TEXT PASSAGE —
..............................
Definitely be straight with the adults around you – they are responsible for their own feelings. Ask for reasonable adjustments: school might be able to offer Zoom for parents’ evening rather than attending in person; family and friends should be helping out rather than being waited on.
Get support
Don’t slog through with your sense of pride as a fig leaf over your struggles. Lean on anyone who can support you – family, friends, school, communities like church groups, the welfare system, doctors, everyone. Those who can take one moment of effort off your shoulders are a) worth their weight in gold; b) giving you back time for your own well-being; and c) teaching your children about the value of showing up for others.
If you’re like me – no partner, no family nearby – you are going to have to reach a little further and feel a little more uncomfortable. Ask anyway.
Get support, part 2: don’t get lonely
It’s difficult to take care of your own needs while caring for others and reacting to constant demands. Social connection is a huge part of our overall health. Reach out. Ask friends and family to proactively check in on you to remind you that there are people who care for you, too. They can feel quite powerless and it can be a relief to know that something as simple as calling for a chat or dropping in for a cuppa is helping you out.
I also think online communities offer a lot of value across the spectrum of M.E. Find one that works for you, and talk to people who really get what you’re going through.
..............................
PROVIDED MATERIAL —
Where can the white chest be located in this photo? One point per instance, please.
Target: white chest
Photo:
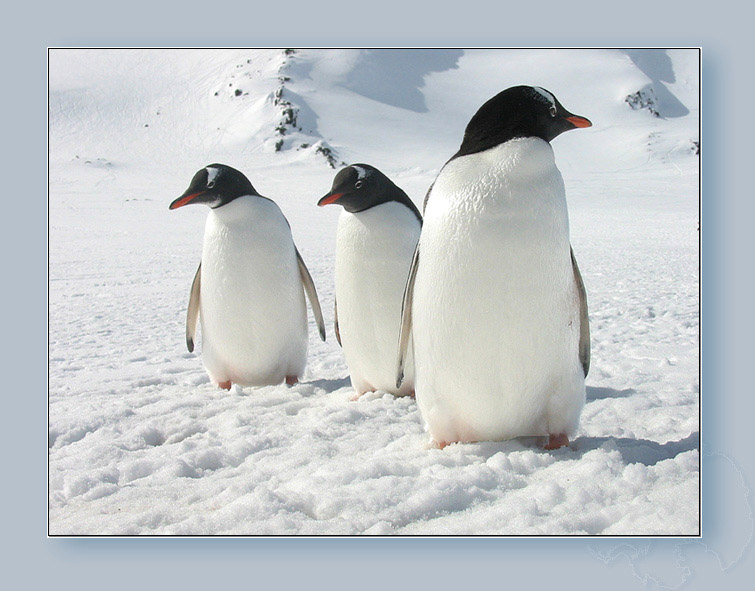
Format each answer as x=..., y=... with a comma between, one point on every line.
x=373, y=255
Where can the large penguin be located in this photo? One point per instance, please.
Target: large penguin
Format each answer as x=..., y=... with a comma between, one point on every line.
x=495, y=301
x=378, y=232
x=249, y=287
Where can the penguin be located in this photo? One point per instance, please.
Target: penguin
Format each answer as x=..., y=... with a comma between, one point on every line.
x=249, y=288
x=495, y=302
x=378, y=231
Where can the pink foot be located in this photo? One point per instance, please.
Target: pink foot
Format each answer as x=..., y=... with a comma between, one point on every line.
x=556, y=441
x=358, y=395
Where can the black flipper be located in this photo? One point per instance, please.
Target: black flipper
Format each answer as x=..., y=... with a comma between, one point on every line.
x=338, y=331
x=584, y=321
x=406, y=318
x=309, y=288
x=192, y=314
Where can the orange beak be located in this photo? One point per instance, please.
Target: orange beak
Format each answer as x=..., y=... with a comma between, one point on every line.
x=185, y=200
x=577, y=121
x=328, y=199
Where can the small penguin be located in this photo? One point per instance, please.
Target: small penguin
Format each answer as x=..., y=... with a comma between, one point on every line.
x=248, y=288
x=495, y=301
x=378, y=231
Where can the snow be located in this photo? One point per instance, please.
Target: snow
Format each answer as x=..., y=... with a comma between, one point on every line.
x=141, y=443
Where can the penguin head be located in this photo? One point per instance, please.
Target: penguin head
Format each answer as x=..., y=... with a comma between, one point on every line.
x=517, y=112
x=215, y=185
x=359, y=187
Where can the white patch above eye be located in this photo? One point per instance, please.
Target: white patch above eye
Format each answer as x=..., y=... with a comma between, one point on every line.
x=545, y=94
x=361, y=172
x=212, y=174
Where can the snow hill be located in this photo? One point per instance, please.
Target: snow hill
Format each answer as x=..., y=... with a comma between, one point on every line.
x=141, y=443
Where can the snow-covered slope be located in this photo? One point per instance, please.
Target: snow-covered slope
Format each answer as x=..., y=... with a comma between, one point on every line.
x=141, y=442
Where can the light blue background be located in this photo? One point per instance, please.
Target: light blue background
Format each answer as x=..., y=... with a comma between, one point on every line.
x=34, y=561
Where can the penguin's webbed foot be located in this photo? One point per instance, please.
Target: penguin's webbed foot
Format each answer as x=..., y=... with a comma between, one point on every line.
x=357, y=395
x=557, y=441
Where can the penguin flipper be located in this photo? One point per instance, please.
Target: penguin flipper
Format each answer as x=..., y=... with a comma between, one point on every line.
x=584, y=321
x=192, y=314
x=309, y=288
x=338, y=331
x=406, y=318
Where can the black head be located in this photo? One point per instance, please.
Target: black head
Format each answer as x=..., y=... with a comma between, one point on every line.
x=215, y=185
x=520, y=111
x=360, y=186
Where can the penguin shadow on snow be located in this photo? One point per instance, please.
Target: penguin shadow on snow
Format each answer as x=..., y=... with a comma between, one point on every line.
x=316, y=387
x=633, y=451
x=598, y=393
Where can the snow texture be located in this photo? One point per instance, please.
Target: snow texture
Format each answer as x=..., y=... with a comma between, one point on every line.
x=141, y=443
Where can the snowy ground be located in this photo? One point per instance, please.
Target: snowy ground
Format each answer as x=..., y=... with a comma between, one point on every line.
x=141, y=443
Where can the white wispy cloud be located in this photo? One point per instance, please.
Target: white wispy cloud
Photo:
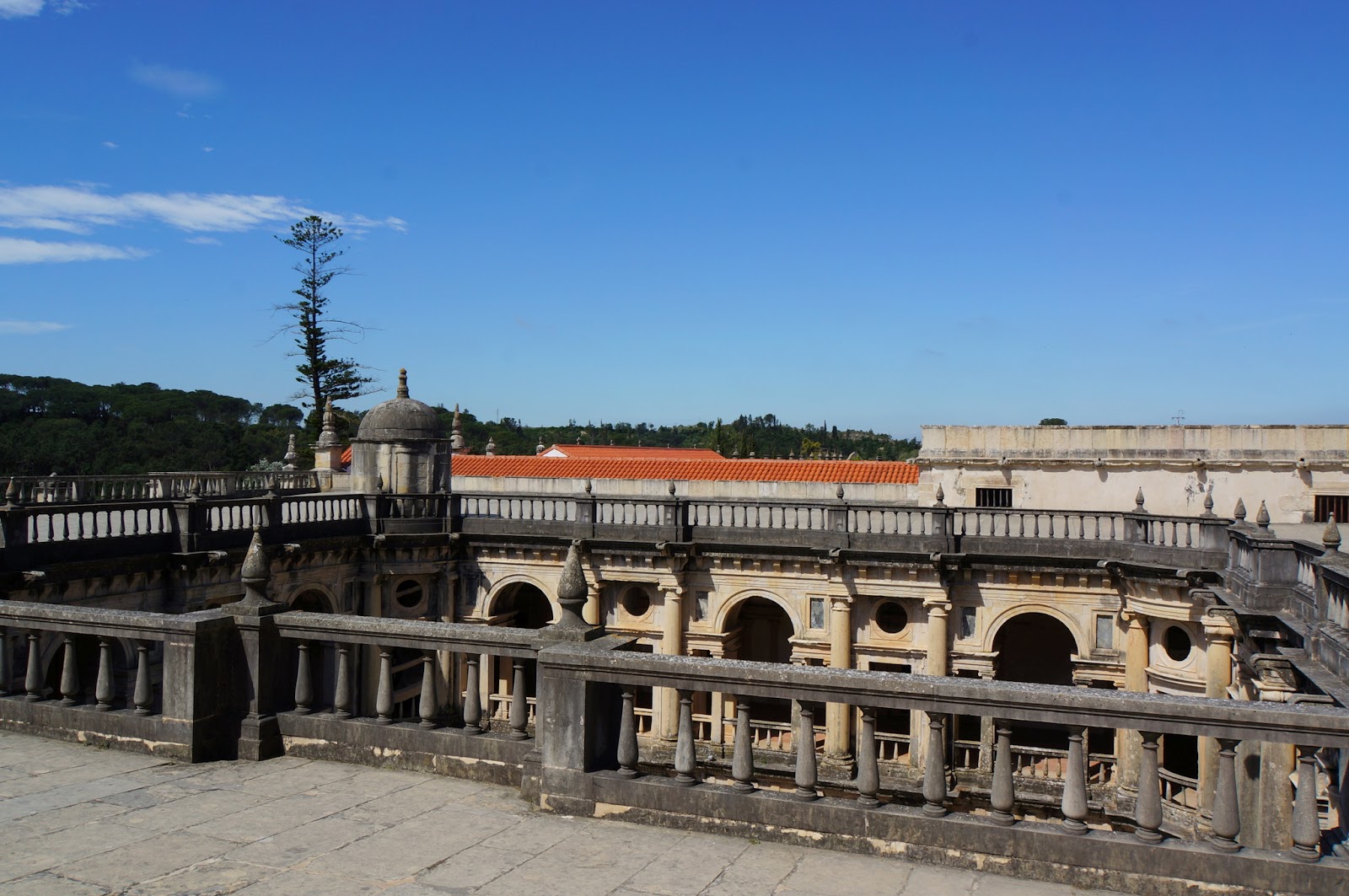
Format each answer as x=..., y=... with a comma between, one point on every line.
x=20, y=251
x=182, y=83
x=80, y=208
x=19, y=8
x=30, y=327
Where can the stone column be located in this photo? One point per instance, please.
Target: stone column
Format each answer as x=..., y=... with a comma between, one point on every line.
x=1135, y=679
x=1218, y=632
x=838, y=716
x=672, y=644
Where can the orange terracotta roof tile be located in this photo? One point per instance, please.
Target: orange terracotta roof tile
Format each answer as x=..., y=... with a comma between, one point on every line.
x=636, y=453
x=722, y=469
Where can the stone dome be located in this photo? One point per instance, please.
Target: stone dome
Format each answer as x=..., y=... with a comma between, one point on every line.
x=401, y=419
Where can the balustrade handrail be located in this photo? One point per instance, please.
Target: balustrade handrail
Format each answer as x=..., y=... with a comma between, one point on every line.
x=1301, y=723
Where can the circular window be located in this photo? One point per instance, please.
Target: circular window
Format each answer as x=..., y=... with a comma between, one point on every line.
x=890, y=617
x=636, y=602
x=1178, y=644
x=408, y=594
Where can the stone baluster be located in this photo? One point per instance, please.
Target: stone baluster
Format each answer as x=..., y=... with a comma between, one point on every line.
x=145, y=695
x=103, y=691
x=304, y=680
x=472, y=700
x=1076, y=786
x=934, y=772
x=1306, y=828
x=685, y=741
x=868, y=772
x=33, y=682
x=427, y=700
x=384, y=693
x=1227, y=822
x=627, y=734
x=1004, y=790
x=742, y=757
x=1147, y=813
x=807, y=774
x=341, y=691
x=69, y=673
x=519, y=703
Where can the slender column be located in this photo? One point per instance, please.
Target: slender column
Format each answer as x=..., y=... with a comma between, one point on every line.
x=1306, y=826
x=627, y=734
x=1135, y=679
x=519, y=702
x=1147, y=813
x=103, y=687
x=427, y=700
x=1227, y=822
x=33, y=682
x=1004, y=790
x=868, y=772
x=341, y=693
x=807, y=774
x=934, y=775
x=742, y=759
x=304, y=680
x=384, y=691
x=145, y=693
x=838, y=716
x=685, y=741
x=69, y=673
x=472, y=700
x=672, y=644
x=1076, y=786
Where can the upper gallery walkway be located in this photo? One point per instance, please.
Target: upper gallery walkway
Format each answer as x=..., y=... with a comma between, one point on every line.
x=80, y=819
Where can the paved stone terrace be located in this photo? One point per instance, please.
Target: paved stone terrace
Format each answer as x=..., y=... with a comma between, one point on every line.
x=80, y=819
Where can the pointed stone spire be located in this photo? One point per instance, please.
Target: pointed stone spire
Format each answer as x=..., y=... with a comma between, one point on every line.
x=328, y=437
x=571, y=590
x=456, y=432
x=1330, y=537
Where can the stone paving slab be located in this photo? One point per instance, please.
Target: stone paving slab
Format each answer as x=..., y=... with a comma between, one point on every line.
x=88, y=822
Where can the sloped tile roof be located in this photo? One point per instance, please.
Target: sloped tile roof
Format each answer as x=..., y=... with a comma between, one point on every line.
x=637, y=453
x=860, y=471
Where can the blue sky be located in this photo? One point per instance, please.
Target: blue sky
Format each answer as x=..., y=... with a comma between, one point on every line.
x=879, y=213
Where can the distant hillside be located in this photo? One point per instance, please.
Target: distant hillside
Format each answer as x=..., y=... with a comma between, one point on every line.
x=58, y=426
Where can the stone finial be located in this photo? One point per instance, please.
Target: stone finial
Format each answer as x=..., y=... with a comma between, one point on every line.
x=1330, y=537
x=328, y=437
x=1263, y=516
x=571, y=590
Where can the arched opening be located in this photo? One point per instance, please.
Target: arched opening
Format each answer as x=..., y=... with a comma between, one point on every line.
x=1036, y=648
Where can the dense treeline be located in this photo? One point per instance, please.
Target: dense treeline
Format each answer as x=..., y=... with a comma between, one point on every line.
x=762, y=436
x=57, y=426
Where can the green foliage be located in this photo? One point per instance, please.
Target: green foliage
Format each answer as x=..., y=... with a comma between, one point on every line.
x=766, y=436
x=57, y=426
x=323, y=377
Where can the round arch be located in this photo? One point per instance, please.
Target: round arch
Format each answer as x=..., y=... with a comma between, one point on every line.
x=728, y=608
x=505, y=587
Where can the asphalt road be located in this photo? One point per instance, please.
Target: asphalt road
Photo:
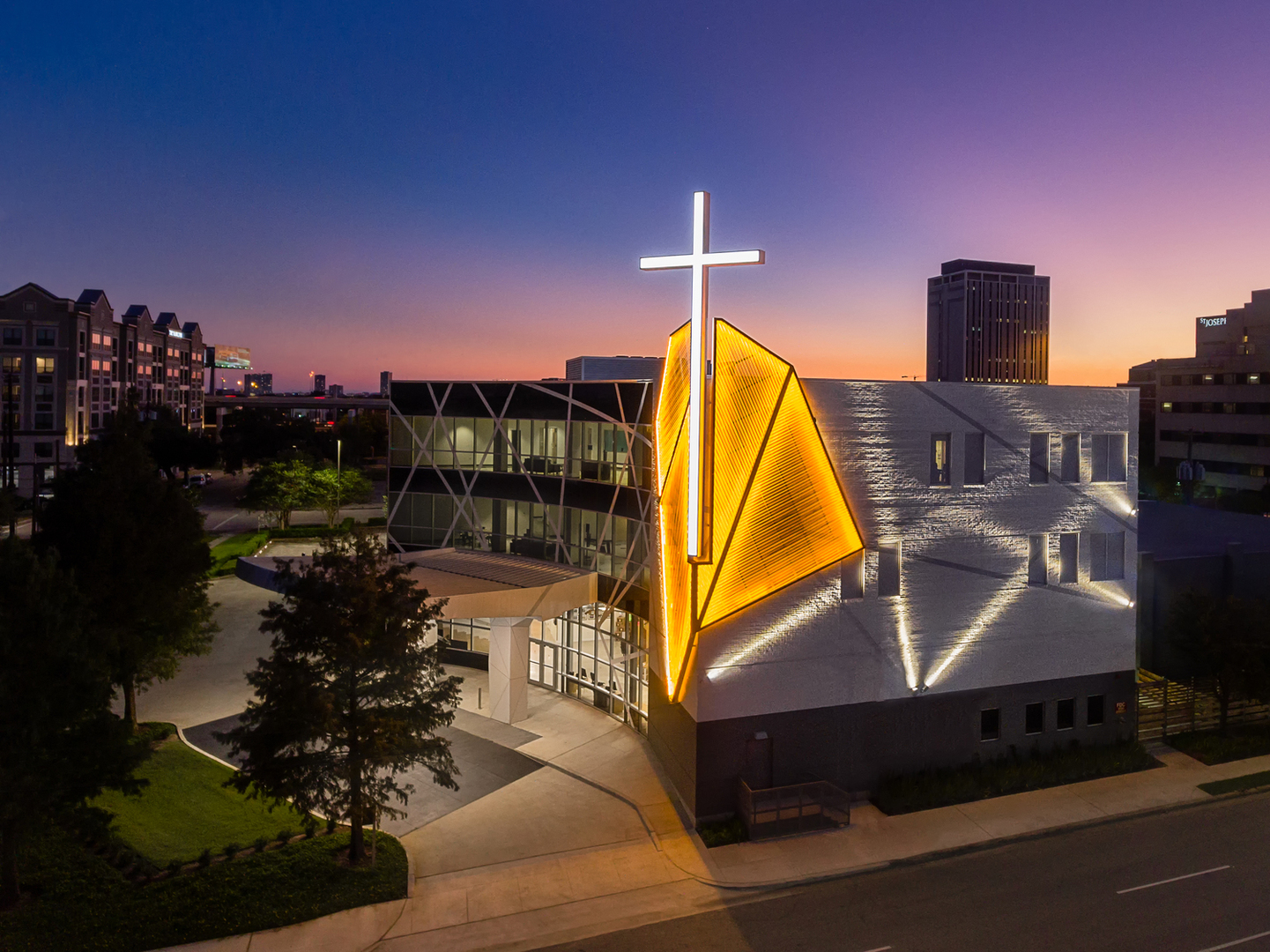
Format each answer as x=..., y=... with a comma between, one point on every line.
x=1094, y=889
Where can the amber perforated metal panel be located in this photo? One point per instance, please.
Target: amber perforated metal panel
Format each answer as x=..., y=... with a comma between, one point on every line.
x=672, y=471
x=777, y=512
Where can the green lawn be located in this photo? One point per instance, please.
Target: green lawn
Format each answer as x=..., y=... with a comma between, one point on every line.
x=1249, y=782
x=84, y=904
x=1008, y=774
x=227, y=554
x=1238, y=744
x=186, y=810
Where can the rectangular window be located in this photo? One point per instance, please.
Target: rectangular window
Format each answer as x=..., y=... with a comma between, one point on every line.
x=1068, y=558
x=1071, y=465
x=1110, y=460
x=974, y=459
x=1106, y=557
x=1038, y=560
x=854, y=576
x=1038, y=472
x=1034, y=717
x=888, y=569
x=1065, y=715
x=941, y=465
x=990, y=725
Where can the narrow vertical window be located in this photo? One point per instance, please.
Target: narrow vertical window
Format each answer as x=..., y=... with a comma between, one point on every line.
x=1097, y=557
x=941, y=465
x=854, y=576
x=1118, y=459
x=1034, y=717
x=1038, y=560
x=1065, y=715
x=990, y=725
x=974, y=459
x=1071, y=465
x=1068, y=558
x=888, y=569
x=1115, y=555
x=1039, y=469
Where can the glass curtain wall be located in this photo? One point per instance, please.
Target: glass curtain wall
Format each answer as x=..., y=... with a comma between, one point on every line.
x=579, y=450
x=616, y=547
x=598, y=656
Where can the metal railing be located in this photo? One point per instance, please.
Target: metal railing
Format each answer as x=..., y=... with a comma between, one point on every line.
x=1169, y=707
x=779, y=811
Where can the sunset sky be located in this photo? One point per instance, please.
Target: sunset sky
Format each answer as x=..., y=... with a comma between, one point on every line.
x=465, y=190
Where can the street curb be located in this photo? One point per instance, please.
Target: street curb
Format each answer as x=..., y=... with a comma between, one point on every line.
x=920, y=859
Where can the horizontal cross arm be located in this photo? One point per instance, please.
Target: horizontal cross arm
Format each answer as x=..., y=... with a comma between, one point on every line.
x=665, y=262
x=717, y=258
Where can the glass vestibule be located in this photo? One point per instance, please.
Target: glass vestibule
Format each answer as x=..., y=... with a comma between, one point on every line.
x=590, y=653
x=596, y=656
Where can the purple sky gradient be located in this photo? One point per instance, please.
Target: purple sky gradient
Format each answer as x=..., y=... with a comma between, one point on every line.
x=468, y=192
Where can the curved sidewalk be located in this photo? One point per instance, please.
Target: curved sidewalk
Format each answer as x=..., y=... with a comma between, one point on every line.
x=665, y=872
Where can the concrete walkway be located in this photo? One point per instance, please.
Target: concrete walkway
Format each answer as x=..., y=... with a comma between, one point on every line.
x=593, y=844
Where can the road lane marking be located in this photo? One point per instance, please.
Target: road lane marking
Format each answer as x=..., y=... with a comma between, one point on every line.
x=1237, y=942
x=1177, y=879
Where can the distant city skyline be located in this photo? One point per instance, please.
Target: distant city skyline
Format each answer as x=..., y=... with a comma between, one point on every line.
x=466, y=192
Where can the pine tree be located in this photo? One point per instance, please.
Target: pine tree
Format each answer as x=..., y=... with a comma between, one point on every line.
x=351, y=696
x=59, y=741
x=135, y=547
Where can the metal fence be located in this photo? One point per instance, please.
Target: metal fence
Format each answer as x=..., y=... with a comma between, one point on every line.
x=779, y=811
x=1169, y=707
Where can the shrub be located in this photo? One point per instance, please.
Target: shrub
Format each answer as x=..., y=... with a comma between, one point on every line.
x=723, y=833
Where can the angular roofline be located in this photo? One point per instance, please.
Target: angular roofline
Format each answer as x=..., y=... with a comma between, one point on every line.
x=33, y=285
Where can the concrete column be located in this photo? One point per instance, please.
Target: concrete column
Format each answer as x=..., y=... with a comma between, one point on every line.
x=509, y=669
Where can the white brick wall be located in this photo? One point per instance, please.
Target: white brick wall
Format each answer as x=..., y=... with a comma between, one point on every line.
x=967, y=613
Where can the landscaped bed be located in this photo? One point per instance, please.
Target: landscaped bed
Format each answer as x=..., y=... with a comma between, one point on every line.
x=227, y=554
x=84, y=903
x=1210, y=747
x=182, y=822
x=186, y=808
x=1011, y=774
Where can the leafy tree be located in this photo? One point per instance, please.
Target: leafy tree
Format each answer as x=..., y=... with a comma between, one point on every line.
x=175, y=446
x=363, y=436
x=334, y=489
x=1226, y=638
x=256, y=434
x=279, y=488
x=351, y=696
x=59, y=741
x=135, y=546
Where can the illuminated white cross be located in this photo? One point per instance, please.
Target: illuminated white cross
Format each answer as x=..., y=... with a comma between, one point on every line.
x=700, y=261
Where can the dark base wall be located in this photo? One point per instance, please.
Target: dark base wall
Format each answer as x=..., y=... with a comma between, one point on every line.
x=856, y=745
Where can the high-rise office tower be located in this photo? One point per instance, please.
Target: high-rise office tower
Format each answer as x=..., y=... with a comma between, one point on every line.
x=987, y=322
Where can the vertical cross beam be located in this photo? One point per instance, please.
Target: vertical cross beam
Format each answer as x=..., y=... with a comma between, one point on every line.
x=700, y=261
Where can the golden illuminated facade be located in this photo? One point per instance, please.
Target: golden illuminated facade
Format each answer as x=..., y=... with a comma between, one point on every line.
x=772, y=509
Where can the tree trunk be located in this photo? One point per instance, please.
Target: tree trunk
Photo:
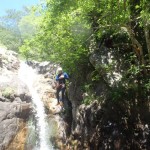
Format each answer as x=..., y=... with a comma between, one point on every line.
x=147, y=37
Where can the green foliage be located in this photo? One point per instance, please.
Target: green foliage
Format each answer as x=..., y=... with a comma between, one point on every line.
x=71, y=30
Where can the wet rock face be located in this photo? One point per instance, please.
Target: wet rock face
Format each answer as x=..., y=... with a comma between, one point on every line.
x=15, y=100
x=95, y=128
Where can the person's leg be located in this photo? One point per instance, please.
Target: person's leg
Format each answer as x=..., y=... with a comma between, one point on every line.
x=63, y=94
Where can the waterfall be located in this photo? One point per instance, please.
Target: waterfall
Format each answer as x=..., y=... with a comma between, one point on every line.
x=28, y=76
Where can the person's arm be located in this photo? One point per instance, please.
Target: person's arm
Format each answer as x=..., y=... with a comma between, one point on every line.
x=66, y=76
x=57, y=78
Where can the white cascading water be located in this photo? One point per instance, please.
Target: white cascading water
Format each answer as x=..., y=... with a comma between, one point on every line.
x=28, y=76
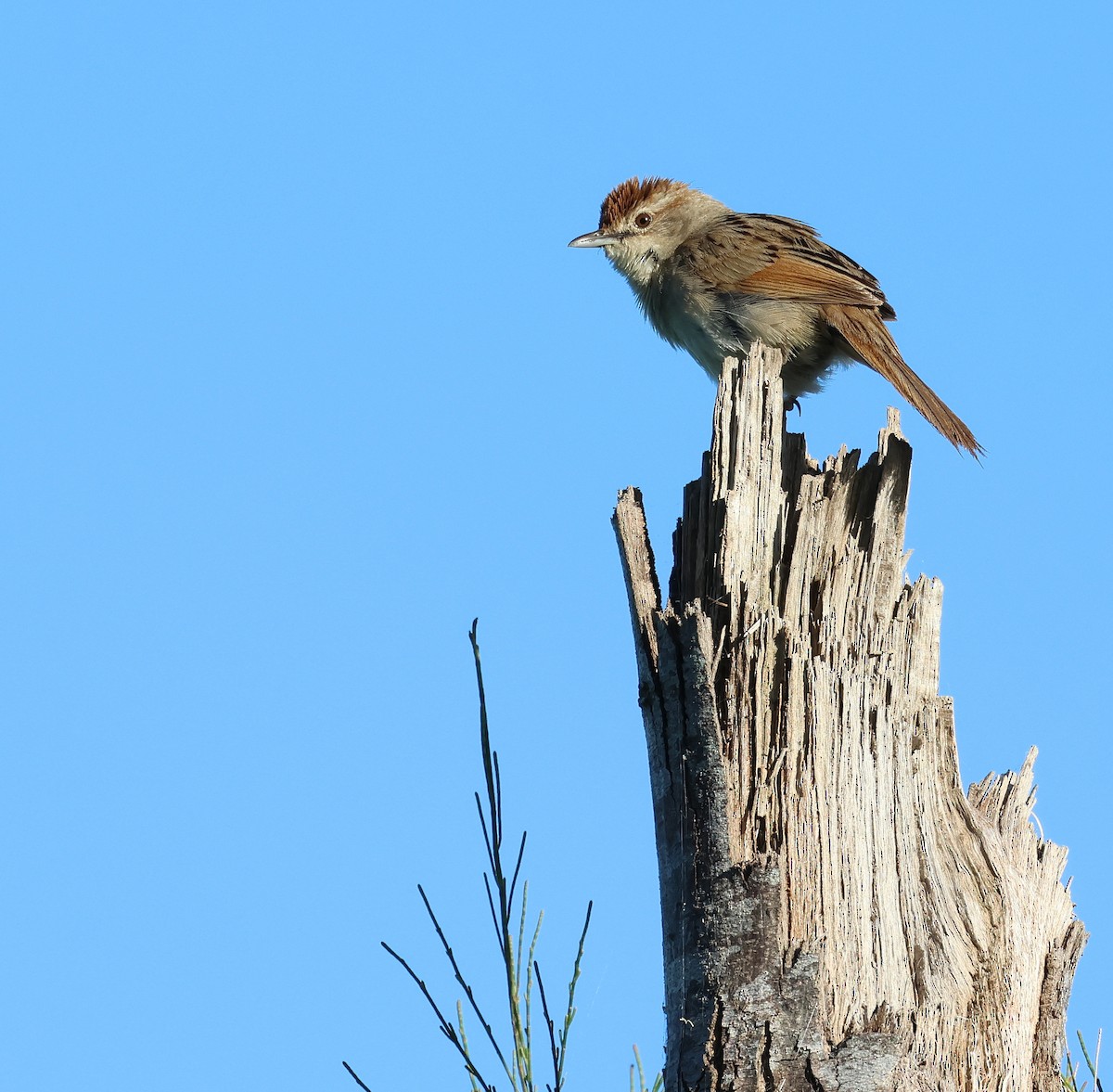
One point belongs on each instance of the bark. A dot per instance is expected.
(838, 913)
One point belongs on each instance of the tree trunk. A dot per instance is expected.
(838, 913)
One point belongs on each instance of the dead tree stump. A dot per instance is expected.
(838, 913)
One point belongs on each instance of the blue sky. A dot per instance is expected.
(300, 378)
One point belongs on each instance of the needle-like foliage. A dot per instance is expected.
(518, 1053)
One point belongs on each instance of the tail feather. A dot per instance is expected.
(871, 341)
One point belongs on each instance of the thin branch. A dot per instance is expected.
(354, 1078)
(450, 1032)
(460, 979)
(549, 1024)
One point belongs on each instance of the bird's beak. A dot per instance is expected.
(594, 238)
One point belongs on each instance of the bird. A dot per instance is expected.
(713, 280)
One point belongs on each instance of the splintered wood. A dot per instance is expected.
(838, 913)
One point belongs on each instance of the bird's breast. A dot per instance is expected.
(711, 325)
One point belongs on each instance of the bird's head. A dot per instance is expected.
(643, 222)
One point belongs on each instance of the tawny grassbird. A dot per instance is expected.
(713, 280)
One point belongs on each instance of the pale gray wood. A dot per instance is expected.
(838, 913)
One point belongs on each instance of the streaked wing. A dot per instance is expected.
(782, 258)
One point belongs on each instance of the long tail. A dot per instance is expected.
(869, 340)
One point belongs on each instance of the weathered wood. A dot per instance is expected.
(838, 913)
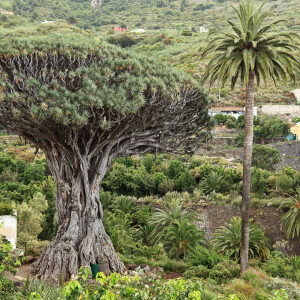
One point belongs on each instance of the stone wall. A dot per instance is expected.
(215, 216)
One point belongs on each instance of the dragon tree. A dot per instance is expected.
(85, 103)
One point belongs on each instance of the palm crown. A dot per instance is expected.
(251, 46)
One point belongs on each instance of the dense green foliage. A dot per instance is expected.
(102, 77)
(136, 13)
(265, 157)
(7, 265)
(228, 240)
(253, 45)
(291, 220)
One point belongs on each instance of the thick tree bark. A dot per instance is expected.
(81, 238)
(248, 145)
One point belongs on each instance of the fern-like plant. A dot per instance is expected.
(290, 222)
(212, 182)
(173, 212)
(181, 236)
(204, 256)
(227, 240)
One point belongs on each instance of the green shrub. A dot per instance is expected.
..............................
ACTION ITEM A —
Copy out the passage on getting support, beginning at the words "Definitely be straight" and stopping after "up for others.". Swap "fig leaf" for "mask".
ACTION ITEM B —
According to the passage on getting support, what might school be able to offer for parents' evening?
ACTION ITEM C —
Write the next part of the passage on getting support, picking up after its final sentence.

RESULT A —
Definitely be straight with the adults around you – they are responsible for their own feelings. Ask for reasonable adjustments: school might be able to offer Zoom for parents’ evening rather than attending in person; family and friends should be helping out rather than being waited on.
Get support
Don’t slog through with your sense of pride as a mask over your struggles. Lean on anyone who can support you – family, friends, school, communities like church groups, the welfare system, doctors, everyone. Those who can take one moment of effort off your shoulders are a) worth their weight in gold; b) giving you back time for your own well-being; and c) teaching your children about the value of showing up for others.

RESULT B —
Zoom, rather than attending in person.

RESULT C —
Balancing your needs
This can be very difficult, and I really struggle with it myself. But the truth is that you are the hinge in your family, so your needs need to be met. This can just mean keeping activities that you do with your children within your own limits as much as possible. I recommend reading A Self-Help Guide to Managing Myalgic Encephalomyelitis.
In a wider sense, practise the fine art of saying no. Let other people deal with their own stuff (the PTA, sibling squabbles, work dramas) and focus on yourself and your children. You can always circle back around to offer support after the heat of the moment has passed, offering what you can.
Calm and quiet does not equal bad!
I love a house full of life, so this may seem more obvious to you than it did to me, but making your home a safe, quiet space is no bad thing. Make home a place of rest, where everyone can have a break from the hustle and bustle of the outside world.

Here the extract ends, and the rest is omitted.